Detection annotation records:
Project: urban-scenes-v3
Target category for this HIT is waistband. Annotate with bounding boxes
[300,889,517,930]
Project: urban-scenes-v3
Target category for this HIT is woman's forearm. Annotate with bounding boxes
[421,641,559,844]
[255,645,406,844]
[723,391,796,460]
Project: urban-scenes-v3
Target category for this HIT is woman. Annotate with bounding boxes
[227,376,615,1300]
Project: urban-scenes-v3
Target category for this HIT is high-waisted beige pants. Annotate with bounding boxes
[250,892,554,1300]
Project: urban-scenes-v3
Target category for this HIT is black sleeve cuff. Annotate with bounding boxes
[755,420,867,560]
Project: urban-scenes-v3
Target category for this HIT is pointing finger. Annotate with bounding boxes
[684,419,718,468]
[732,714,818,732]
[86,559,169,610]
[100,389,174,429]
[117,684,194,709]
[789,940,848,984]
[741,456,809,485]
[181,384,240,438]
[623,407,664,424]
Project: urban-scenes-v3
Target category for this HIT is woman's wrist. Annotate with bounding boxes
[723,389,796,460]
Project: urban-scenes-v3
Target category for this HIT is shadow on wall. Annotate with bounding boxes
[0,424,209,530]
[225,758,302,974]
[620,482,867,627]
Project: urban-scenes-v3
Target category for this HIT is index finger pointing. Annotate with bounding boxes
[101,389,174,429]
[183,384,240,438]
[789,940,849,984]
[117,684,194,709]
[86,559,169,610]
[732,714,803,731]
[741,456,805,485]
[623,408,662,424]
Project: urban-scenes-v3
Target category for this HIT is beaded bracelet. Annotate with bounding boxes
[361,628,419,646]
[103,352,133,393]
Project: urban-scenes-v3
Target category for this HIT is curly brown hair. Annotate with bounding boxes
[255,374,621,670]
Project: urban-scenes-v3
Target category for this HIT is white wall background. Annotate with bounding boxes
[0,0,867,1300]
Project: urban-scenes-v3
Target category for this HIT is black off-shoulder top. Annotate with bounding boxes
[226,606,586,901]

* * *

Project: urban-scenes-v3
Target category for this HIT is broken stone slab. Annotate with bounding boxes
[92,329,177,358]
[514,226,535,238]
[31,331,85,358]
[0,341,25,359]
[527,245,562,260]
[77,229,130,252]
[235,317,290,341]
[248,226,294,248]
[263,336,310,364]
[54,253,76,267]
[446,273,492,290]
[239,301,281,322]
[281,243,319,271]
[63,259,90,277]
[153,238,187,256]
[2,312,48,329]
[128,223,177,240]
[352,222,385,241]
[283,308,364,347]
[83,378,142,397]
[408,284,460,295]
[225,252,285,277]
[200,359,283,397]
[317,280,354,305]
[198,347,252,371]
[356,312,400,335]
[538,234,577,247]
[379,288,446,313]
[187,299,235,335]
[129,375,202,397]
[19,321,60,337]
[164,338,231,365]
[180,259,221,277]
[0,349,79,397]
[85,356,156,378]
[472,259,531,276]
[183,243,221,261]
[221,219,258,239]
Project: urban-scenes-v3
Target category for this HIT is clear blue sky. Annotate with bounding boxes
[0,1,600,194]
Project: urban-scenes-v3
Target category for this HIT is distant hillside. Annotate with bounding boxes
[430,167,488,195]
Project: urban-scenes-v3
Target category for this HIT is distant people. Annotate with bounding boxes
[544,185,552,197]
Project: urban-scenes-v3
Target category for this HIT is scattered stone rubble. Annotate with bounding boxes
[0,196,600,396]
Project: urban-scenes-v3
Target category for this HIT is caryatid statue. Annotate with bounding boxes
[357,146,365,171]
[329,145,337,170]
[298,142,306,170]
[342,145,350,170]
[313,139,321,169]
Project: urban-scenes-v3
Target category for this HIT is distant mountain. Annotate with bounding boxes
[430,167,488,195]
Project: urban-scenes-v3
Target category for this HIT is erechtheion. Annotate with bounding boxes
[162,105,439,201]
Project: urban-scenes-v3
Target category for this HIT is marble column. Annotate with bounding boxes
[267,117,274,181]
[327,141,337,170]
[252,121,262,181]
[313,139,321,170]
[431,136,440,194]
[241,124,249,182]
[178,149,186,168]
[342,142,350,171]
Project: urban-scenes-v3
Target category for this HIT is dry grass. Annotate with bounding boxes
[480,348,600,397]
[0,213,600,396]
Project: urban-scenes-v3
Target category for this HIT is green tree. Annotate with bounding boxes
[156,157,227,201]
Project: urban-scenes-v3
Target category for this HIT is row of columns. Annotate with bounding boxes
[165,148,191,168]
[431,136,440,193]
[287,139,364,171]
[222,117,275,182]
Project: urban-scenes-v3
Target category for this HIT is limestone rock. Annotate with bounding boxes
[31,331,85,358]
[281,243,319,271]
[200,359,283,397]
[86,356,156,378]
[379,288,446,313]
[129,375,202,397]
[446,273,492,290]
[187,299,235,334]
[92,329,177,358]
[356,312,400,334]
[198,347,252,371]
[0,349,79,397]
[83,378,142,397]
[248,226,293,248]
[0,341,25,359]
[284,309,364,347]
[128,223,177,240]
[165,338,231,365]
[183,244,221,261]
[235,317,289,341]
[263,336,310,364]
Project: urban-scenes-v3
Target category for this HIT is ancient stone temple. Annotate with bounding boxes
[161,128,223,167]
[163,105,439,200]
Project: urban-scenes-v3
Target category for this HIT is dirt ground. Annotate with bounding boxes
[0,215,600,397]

WRITTEN TASK: Copy every line of the records that contains the string "finger", treating uppercase and lowercase letters as different.

EXERCISE RESPONSE:
Target category for this HIT is pointing finger. Annotate with bounding boxes
Target category for this HIT is index finger pointing. Annotate with bounding boxes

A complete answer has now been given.